_GOAL_:
Render the stretch from the line containing "wall? Indicate one point per instance." through the end of the data as a JSON list of strings, one string per line, with blank lines left out.

········

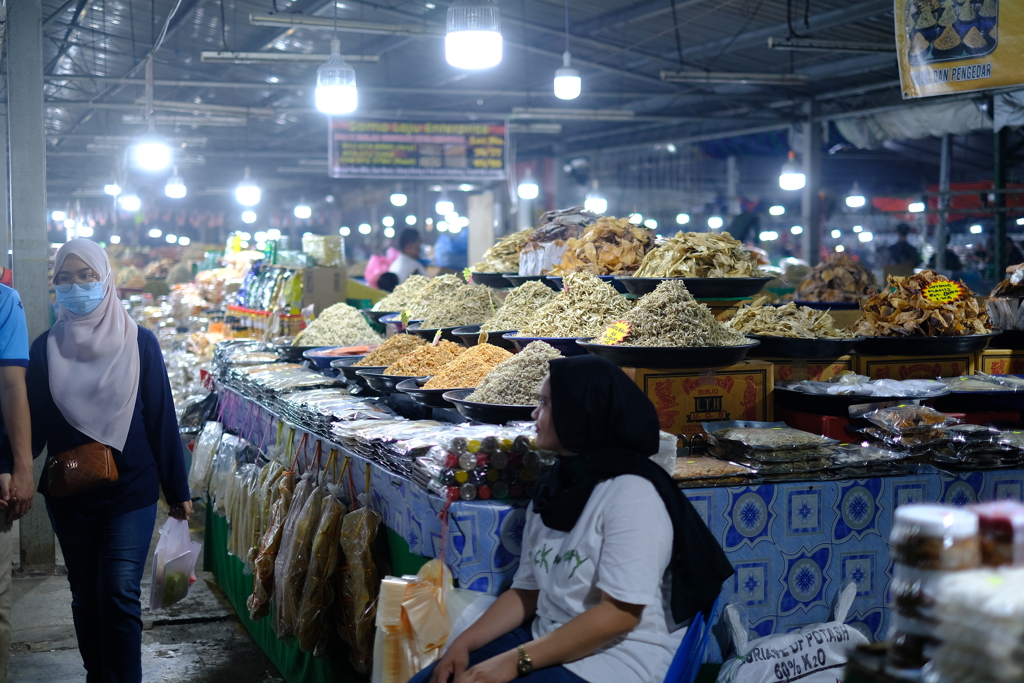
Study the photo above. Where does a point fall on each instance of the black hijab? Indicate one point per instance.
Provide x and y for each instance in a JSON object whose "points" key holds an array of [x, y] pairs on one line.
{"points": [[612, 428]]}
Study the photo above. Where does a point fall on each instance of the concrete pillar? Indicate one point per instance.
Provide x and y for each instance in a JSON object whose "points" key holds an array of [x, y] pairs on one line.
{"points": [[28, 201], [942, 230], [481, 224], [811, 208]]}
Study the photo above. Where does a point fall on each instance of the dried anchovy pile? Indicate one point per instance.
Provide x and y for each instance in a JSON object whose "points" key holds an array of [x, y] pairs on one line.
{"points": [[903, 310], [517, 381], [839, 279], [586, 308], [504, 256], [469, 369], [609, 247], [433, 295], [339, 325], [426, 359], [391, 350], [404, 295], [470, 304], [788, 321], [699, 255], [520, 304], [671, 316]]}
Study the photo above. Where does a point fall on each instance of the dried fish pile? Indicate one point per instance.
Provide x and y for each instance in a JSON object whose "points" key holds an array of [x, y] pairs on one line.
{"points": [[520, 304], [469, 304], [391, 350], [609, 247], [671, 316], [903, 310], [425, 360], [788, 321], [585, 308], [339, 325], [504, 256], [838, 280], [404, 295], [438, 291], [517, 381], [699, 255], [469, 369]]}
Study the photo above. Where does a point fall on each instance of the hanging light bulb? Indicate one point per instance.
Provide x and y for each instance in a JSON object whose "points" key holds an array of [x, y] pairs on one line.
{"points": [[855, 199], [336, 91], [528, 188], [792, 176], [152, 152], [474, 34], [175, 187], [248, 193]]}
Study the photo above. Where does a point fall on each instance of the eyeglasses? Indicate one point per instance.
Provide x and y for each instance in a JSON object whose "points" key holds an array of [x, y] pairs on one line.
{"points": [[64, 288]]}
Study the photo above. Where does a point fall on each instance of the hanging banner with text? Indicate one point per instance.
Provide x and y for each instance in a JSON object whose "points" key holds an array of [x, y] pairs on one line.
{"points": [[403, 150], [947, 46]]}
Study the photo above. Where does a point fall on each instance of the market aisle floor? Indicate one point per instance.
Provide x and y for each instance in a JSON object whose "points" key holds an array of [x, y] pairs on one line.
{"points": [[199, 640]]}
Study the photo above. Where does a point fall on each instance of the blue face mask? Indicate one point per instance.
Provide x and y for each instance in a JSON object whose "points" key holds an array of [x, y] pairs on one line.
{"points": [[80, 299]]}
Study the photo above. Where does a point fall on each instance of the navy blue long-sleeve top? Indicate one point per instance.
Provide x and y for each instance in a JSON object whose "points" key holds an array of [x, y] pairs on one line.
{"points": [[152, 457]]}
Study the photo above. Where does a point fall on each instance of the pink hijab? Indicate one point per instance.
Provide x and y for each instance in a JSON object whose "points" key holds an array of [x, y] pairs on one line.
{"points": [[93, 359]]}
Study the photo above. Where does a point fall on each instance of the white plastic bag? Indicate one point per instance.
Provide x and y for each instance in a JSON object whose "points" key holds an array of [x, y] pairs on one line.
{"points": [[816, 653], [173, 564]]}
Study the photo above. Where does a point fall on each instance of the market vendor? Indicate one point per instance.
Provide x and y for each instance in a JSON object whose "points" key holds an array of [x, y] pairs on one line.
{"points": [[615, 561]]}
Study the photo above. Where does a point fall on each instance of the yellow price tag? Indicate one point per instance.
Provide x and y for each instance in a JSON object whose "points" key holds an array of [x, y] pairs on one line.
{"points": [[944, 291], [615, 333]]}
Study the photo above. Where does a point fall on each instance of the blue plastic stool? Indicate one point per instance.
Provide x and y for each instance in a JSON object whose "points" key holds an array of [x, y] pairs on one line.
{"points": [[690, 654]]}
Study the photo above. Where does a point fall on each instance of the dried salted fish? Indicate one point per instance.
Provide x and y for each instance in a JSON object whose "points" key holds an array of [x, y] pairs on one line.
{"points": [[585, 308], [520, 304], [903, 310], [609, 247], [699, 255], [671, 316], [788, 321], [838, 280]]}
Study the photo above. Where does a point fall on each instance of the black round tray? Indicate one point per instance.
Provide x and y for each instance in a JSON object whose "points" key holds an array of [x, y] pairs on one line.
{"points": [[413, 387], [828, 404], [470, 336], [700, 288], [922, 345], [522, 280], [787, 347], [378, 381], [496, 280], [1011, 339], [488, 413], [446, 333], [670, 356], [611, 280], [829, 305], [294, 353]]}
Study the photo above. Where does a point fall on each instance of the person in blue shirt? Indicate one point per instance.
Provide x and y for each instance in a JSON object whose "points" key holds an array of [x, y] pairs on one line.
{"points": [[97, 377], [16, 482]]}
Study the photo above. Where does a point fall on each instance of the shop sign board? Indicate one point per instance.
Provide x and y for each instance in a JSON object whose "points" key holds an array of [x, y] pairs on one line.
{"points": [[948, 46], [410, 150]]}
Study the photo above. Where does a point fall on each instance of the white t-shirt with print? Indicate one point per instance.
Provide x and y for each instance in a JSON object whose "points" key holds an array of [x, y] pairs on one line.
{"points": [[622, 545]]}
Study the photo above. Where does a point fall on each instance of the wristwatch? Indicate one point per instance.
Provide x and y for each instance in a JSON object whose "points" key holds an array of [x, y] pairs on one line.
{"points": [[525, 666]]}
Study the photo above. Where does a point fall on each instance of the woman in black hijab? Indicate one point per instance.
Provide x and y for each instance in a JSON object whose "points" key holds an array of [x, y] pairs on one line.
{"points": [[613, 559]]}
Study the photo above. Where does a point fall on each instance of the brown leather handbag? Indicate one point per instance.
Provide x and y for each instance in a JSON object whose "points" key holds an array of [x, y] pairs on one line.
{"points": [[81, 470]]}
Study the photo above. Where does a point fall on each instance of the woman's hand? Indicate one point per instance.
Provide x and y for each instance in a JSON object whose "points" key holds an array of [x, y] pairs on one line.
{"points": [[501, 669], [453, 665], [181, 511]]}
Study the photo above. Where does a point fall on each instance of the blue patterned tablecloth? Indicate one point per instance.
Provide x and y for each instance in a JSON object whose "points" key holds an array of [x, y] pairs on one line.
{"points": [[793, 545]]}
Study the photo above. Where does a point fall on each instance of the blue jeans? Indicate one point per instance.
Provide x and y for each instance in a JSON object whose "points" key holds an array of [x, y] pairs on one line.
{"points": [[510, 641], [105, 560]]}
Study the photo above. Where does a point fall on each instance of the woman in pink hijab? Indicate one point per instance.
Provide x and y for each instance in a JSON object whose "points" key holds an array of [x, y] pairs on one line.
{"points": [[97, 377]]}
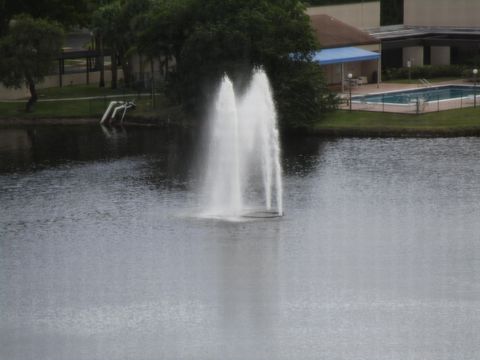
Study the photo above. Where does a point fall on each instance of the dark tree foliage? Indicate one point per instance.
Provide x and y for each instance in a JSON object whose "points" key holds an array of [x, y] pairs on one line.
{"points": [[67, 12], [209, 38], [391, 12], [28, 52]]}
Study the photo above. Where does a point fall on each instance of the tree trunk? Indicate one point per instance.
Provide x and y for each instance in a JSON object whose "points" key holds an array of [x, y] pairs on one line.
{"points": [[101, 62], [114, 68], [127, 72], [33, 95]]}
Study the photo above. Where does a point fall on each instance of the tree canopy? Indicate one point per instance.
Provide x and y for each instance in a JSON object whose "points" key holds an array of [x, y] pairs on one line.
{"points": [[208, 38], [28, 52]]}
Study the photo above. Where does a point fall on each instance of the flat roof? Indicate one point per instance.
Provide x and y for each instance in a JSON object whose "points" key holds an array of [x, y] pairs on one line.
{"points": [[404, 31], [332, 32], [344, 55]]}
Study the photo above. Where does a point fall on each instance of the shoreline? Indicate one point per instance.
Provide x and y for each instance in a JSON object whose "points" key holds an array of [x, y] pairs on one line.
{"points": [[333, 132]]}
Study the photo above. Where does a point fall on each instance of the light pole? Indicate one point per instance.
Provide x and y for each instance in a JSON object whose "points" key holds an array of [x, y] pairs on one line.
{"points": [[350, 89], [409, 66], [475, 72]]}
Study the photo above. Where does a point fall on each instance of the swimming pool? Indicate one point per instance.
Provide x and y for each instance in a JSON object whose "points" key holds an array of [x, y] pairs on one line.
{"points": [[448, 92]]}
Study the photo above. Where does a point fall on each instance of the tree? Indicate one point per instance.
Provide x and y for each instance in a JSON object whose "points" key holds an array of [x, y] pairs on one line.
{"points": [[28, 53], [211, 37], [116, 25], [69, 13], [391, 12]]}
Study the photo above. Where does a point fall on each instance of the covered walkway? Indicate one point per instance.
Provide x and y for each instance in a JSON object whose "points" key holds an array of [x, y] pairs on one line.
{"points": [[345, 55]]}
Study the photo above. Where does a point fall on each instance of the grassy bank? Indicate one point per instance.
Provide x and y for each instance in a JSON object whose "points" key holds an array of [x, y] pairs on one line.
{"points": [[73, 102], [444, 123]]}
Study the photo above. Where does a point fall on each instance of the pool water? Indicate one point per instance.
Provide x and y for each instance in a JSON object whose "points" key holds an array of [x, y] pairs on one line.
{"points": [[427, 94]]}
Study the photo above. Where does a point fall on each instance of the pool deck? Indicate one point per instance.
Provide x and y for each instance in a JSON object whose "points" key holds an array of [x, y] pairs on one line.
{"points": [[405, 108]]}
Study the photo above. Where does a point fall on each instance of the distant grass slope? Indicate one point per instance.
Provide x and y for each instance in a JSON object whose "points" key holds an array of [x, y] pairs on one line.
{"points": [[448, 123]]}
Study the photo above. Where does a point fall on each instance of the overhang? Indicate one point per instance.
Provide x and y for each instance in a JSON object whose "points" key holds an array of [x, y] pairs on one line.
{"points": [[344, 55]]}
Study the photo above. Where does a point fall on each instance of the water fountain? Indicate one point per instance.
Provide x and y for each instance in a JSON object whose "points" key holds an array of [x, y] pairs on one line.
{"points": [[243, 159]]}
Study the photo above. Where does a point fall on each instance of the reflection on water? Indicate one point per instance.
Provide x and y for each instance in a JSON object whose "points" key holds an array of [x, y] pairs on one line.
{"points": [[100, 258]]}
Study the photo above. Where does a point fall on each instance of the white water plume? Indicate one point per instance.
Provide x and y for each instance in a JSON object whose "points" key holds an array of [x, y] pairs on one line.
{"points": [[243, 158]]}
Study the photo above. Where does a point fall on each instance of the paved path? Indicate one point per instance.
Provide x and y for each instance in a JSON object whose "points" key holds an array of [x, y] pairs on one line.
{"points": [[80, 98]]}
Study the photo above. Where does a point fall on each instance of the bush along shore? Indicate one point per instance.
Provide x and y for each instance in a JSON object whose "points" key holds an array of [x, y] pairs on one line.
{"points": [[76, 105]]}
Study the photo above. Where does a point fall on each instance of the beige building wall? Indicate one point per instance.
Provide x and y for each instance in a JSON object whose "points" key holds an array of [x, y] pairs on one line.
{"points": [[363, 15], [440, 55], [458, 13], [333, 72]]}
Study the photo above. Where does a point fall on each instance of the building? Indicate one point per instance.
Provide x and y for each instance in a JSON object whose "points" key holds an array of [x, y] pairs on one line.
{"points": [[434, 32], [345, 47]]}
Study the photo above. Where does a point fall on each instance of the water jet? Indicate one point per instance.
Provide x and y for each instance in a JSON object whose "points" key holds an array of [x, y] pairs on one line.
{"points": [[243, 170]]}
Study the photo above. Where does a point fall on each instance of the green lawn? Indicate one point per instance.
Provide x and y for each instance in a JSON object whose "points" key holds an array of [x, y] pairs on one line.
{"points": [[450, 121], [83, 108]]}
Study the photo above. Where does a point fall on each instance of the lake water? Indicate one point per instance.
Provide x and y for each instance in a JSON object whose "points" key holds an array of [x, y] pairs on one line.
{"points": [[102, 257]]}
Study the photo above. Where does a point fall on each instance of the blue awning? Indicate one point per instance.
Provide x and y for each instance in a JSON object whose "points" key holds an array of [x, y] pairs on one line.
{"points": [[343, 55]]}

········

_EXERCISE OUTPUT_:
[
  "Study the photo above. Where does a point fall on each instance of the beige building wall? Indicate one point per instance.",
  "Provide x and y for each instance in a JSON object whose \"points\" key holds an array of [x, y] pairs on one line.",
  "{\"points\": [[363, 15], [440, 55], [458, 13], [333, 72]]}",
  "Study the photo above. Where does a point fall on each instance of the building? Indicate one point per instance.",
  "Provide x and y for each instance in a JSON object whose \"points\" key holds an array of [x, y] pairs on one line.",
  "{\"points\": [[434, 32], [345, 47]]}",
  "Study the photo above. Where does a point fall on each instance of the water jet? Indicate one point per instance.",
  "Provide x and y for each instance in a JSON object whose \"points\" key holds an array of [x, y] pairs on one line.",
  "{\"points\": [[243, 170]]}",
  "Study the photo above. Where does a point fall on each instance of the green lawn? Indicate one point per instance.",
  "Provide x and y for each instance in a JSON object whose \"points\" key holds an array of [x, y] pairs on one line.",
  "{\"points\": [[450, 121], [83, 108]]}",
  "Study the photo above. Where does a point fall on each instance of the lake water? Indicate one point per instance.",
  "Provide x and y for each instance in a JSON object whose \"points\" key holds an array of [x, y] pairs on one line.",
  "{\"points\": [[102, 257]]}",
  "Study the photo above. Where does a point fall on each instance of the blue awning? Indicate one point per instance.",
  "Provide x and y for each instance in a JSON object whose \"points\" key holds an array of [x, y] pairs on one line.",
  "{\"points\": [[343, 55]]}"
]